-- What you need to do --
Where in the entries below does "blurred" appear? Copy every line that has it.

+++

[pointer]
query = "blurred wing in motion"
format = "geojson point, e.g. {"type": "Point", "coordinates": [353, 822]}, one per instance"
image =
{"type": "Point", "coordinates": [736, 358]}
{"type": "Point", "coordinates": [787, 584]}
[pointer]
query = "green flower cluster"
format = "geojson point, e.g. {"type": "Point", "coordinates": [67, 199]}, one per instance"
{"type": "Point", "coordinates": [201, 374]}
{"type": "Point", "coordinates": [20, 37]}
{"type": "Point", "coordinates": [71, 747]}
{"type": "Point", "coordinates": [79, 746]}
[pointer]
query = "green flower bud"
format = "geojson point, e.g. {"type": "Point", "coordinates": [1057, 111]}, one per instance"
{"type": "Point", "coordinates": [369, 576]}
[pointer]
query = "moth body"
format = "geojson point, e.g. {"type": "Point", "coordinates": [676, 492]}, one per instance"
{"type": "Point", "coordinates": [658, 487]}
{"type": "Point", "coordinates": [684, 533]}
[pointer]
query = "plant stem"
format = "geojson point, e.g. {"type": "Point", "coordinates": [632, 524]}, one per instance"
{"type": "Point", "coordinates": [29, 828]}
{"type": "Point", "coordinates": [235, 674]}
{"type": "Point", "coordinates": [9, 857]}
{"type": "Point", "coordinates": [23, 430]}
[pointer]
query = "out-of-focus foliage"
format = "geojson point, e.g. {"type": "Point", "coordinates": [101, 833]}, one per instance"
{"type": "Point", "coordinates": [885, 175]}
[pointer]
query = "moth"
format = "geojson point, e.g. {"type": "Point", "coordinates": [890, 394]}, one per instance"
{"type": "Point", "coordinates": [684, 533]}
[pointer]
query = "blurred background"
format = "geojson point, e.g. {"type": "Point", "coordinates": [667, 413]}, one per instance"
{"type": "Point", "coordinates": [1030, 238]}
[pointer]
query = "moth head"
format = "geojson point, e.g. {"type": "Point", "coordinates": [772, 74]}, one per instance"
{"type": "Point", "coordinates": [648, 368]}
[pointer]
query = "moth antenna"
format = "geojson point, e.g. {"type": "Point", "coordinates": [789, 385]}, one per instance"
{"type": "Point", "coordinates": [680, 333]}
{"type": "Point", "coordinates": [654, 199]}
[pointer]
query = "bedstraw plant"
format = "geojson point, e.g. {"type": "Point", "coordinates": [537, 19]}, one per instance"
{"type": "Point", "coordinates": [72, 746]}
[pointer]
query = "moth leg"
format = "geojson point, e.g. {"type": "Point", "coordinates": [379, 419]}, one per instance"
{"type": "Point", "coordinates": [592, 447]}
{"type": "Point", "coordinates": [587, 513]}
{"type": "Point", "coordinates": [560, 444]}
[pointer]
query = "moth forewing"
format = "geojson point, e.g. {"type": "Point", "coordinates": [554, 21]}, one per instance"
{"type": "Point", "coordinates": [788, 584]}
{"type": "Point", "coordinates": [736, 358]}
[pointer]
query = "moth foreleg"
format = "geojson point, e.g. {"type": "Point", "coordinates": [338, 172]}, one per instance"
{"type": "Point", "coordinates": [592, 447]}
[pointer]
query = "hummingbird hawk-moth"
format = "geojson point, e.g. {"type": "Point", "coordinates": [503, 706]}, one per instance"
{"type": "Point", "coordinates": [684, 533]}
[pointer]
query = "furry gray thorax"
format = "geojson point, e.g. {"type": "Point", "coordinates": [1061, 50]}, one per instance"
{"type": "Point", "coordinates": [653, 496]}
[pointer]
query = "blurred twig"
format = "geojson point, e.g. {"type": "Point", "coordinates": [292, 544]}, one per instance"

+++

-- Solution to the exercise --
query = "blurred wing in motion"
query = "blurred background"
query = "blurred twig"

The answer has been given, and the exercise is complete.